• Task description: Start at the line in the entries below that contains "[[104, 100], [168, 93], [82, 99], [68, 129]]", stop at the line that contains "of the background", and output exactly the lines in that span, both ends included.
Top of Source material
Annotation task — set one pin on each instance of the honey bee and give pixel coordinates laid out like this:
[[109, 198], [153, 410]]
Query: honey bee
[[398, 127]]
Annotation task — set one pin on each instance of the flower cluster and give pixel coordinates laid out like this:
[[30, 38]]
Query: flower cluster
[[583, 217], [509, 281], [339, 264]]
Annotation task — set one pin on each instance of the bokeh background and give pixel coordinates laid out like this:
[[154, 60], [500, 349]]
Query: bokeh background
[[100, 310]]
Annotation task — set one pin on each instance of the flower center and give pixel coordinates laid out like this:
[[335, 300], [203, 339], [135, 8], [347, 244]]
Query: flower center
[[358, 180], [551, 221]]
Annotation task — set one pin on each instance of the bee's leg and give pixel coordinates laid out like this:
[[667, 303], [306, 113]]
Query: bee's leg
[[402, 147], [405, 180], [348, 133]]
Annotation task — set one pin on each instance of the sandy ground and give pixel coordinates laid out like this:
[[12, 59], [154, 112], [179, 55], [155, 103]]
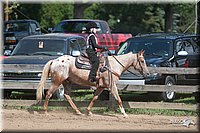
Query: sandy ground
[[59, 120]]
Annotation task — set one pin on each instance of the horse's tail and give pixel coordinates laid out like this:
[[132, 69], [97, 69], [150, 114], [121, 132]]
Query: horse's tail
[[45, 75]]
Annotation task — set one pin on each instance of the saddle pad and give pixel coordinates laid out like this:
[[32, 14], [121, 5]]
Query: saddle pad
[[82, 63]]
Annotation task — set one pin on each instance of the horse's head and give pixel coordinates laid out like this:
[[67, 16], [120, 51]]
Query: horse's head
[[140, 64]]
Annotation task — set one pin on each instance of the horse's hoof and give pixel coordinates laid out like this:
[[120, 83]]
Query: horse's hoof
[[89, 114], [79, 113], [125, 116]]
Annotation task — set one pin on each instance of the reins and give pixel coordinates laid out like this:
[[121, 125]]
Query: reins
[[126, 67]]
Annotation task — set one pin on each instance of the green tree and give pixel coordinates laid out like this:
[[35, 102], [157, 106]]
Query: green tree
[[187, 17], [51, 14]]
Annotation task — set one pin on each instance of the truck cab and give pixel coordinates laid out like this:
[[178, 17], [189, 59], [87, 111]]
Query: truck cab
[[104, 35], [15, 30]]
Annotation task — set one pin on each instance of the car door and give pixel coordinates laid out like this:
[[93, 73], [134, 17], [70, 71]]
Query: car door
[[73, 47]]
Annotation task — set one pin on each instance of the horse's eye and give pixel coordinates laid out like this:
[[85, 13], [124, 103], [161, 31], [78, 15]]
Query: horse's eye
[[142, 61]]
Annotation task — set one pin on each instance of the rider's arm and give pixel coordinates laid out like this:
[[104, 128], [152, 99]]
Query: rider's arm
[[94, 43]]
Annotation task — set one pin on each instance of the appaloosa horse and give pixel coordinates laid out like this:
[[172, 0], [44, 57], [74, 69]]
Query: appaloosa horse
[[64, 71]]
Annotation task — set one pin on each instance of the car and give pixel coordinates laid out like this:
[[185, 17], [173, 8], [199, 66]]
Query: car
[[15, 30], [38, 50], [164, 50], [104, 35]]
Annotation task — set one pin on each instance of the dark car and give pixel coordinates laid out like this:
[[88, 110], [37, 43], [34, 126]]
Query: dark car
[[164, 50], [38, 50], [15, 30]]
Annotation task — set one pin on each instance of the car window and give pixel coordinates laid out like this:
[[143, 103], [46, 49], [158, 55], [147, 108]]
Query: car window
[[33, 26], [82, 44], [185, 45], [16, 27], [73, 45], [153, 47], [70, 27], [40, 47]]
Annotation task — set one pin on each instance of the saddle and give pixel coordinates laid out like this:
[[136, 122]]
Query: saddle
[[82, 62]]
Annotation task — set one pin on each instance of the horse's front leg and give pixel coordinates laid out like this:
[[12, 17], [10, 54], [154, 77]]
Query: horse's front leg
[[115, 93], [95, 97], [48, 96], [67, 87]]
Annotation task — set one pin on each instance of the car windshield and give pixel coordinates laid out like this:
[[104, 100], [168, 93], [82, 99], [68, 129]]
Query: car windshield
[[71, 27], [152, 47], [40, 47], [16, 27]]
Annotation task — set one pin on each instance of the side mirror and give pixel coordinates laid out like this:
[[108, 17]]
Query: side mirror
[[37, 29], [7, 52], [50, 30], [76, 53], [182, 53]]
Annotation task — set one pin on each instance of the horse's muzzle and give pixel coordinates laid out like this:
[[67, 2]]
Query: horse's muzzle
[[146, 75]]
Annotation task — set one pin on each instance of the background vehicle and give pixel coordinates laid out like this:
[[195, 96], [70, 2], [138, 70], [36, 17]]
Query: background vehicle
[[15, 30], [165, 50], [104, 35], [39, 49]]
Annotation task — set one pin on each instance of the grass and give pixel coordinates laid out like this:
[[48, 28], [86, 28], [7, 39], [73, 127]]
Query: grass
[[106, 110], [82, 95]]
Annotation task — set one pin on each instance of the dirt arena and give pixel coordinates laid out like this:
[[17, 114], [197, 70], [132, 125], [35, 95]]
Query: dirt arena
[[59, 120]]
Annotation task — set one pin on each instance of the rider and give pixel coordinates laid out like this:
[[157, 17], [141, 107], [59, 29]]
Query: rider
[[91, 29]]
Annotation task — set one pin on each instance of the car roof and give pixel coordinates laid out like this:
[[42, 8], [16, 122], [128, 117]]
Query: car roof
[[86, 20], [164, 36], [20, 20], [61, 36]]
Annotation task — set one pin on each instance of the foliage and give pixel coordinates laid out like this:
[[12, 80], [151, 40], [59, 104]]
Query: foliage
[[51, 14], [187, 17], [124, 18]]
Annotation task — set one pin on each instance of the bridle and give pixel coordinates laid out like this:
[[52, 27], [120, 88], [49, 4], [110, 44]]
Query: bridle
[[138, 61], [126, 68]]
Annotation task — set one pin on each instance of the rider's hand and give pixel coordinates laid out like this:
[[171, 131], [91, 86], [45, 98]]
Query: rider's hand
[[105, 48]]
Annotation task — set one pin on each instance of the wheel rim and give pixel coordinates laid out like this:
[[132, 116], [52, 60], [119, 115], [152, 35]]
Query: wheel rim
[[61, 93], [169, 94]]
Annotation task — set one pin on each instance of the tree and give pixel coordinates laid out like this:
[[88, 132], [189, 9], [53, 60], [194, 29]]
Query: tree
[[79, 9]]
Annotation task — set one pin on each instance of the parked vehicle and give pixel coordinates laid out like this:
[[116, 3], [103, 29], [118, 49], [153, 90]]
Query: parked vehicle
[[104, 35], [165, 50], [15, 30], [38, 50]]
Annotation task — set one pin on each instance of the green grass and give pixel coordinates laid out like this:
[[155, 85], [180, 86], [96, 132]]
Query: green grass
[[106, 110]]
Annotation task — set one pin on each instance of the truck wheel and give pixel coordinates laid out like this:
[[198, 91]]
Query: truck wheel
[[7, 94], [197, 98], [169, 95], [59, 94]]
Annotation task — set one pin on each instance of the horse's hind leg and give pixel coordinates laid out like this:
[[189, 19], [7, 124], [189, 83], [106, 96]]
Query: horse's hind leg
[[67, 87], [48, 96], [115, 93], [95, 97]]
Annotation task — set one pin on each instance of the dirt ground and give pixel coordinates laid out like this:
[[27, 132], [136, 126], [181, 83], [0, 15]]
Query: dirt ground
[[59, 120]]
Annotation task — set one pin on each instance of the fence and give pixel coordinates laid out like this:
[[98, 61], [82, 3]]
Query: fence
[[17, 84]]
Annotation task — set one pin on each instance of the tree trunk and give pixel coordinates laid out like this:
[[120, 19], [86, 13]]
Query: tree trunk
[[79, 9], [168, 18], [198, 19]]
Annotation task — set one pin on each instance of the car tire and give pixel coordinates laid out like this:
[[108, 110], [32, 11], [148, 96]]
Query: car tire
[[197, 96], [168, 95], [59, 94], [7, 94]]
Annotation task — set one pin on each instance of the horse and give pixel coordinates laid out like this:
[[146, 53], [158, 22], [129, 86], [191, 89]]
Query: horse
[[64, 72]]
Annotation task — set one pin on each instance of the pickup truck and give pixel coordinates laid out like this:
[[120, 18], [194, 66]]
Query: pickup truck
[[104, 35], [25, 64], [15, 30], [165, 50]]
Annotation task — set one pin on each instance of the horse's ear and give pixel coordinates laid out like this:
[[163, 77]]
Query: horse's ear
[[141, 52]]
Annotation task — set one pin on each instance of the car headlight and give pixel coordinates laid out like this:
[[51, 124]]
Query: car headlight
[[153, 65], [11, 39]]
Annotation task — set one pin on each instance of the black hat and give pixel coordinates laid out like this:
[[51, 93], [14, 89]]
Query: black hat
[[91, 25]]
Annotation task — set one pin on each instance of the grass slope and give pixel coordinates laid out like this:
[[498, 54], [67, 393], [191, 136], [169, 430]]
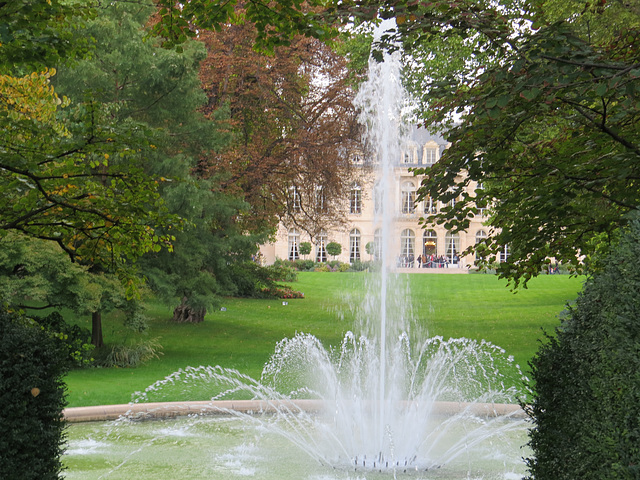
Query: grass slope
[[244, 336]]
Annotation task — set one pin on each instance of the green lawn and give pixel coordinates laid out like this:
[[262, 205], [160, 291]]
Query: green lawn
[[243, 337]]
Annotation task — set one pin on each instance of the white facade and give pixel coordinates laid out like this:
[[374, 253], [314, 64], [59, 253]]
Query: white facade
[[409, 238]]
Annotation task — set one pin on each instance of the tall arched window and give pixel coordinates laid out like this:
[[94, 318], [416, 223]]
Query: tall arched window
[[504, 253], [354, 245], [480, 236], [452, 245], [430, 155], [408, 197], [430, 205], [321, 247], [430, 242], [377, 198], [294, 241], [321, 200], [355, 199], [377, 244], [294, 199], [407, 244]]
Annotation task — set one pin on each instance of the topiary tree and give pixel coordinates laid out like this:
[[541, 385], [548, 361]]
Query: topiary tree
[[304, 248], [334, 249], [587, 379], [32, 365]]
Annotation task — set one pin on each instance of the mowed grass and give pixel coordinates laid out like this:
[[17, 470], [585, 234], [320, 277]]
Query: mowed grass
[[244, 335]]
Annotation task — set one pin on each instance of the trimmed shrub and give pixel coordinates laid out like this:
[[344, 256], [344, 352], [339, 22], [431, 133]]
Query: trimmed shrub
[[32, 396], [587, 379]]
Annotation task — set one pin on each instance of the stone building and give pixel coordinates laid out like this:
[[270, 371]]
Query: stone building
[[409, 239]]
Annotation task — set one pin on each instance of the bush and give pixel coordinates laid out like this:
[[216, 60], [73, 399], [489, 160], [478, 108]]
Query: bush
[[132, 355], [32, 396], [76, 340], [587, 379]]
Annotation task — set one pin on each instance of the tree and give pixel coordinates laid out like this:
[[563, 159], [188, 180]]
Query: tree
[[68, 172], [587, 380], [40, 33], [37, 275], [276, 23], [293, 126], [334, 249], [32, 395], [161, 89]]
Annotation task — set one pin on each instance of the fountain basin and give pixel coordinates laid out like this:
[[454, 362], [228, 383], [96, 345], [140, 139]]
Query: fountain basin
[[197, 440], [159, 410]]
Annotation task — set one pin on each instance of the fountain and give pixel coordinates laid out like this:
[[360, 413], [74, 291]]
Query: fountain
[[372, 407]]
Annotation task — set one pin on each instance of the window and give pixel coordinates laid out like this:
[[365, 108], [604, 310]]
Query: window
[[430, 206], [410, 154], [355, 199], [321, 203], [504, 253], [354, 245], [407, 244], [480, 236], [430, 155], [377, 244], [294, 198], [452, 245], [430, 242], [294, 241], [408, 197], [377, 198], [321, 247]]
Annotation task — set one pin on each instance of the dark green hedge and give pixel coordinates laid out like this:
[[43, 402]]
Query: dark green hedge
[[32, 396], [586, 408]]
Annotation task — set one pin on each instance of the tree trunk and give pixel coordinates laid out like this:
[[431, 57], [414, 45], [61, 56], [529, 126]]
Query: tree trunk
[[183, 313], [96, 329]]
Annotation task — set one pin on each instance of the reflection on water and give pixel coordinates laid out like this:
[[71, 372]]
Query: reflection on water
[[228, 448]]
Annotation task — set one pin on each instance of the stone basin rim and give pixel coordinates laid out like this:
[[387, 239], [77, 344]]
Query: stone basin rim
[[160, 410]]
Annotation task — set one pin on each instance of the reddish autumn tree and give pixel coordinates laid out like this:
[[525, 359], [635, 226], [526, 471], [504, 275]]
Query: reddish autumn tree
[[293, 125]]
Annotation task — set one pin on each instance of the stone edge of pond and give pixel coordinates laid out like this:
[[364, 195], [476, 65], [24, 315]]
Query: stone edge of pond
[[159, 410]]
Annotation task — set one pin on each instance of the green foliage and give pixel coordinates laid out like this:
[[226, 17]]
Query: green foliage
[[276, 23], [75, 339], [32, 396], [131, 355], [283, 271], [40, 33], [587, 379], [334, 249]]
Bottom of Source material
• Answer space:
[[104, 100], [168, 93], [82, 99], [68, 129]]
Query: car windshield
[[71, 27], [152, 47], [40, 47], [16, 27]]
Annotation task — set one pin on each instance of the side mirror and give pixel coordinates laid out like this:
[[108, 17]]
Query: side mirror
[[37, 29], [7, 52], [50, 30], [76, 53], [182, 53]]
Annotation task — set one pin on each instance of the horse's muzzle and give pixel coordinates laid out like this:
[[67, 2]]
Query: horse's muzzle
[[146, 75]]
Annotation task — set one pin on each instance of the background vehicle and give pixel coordinates laid out like this:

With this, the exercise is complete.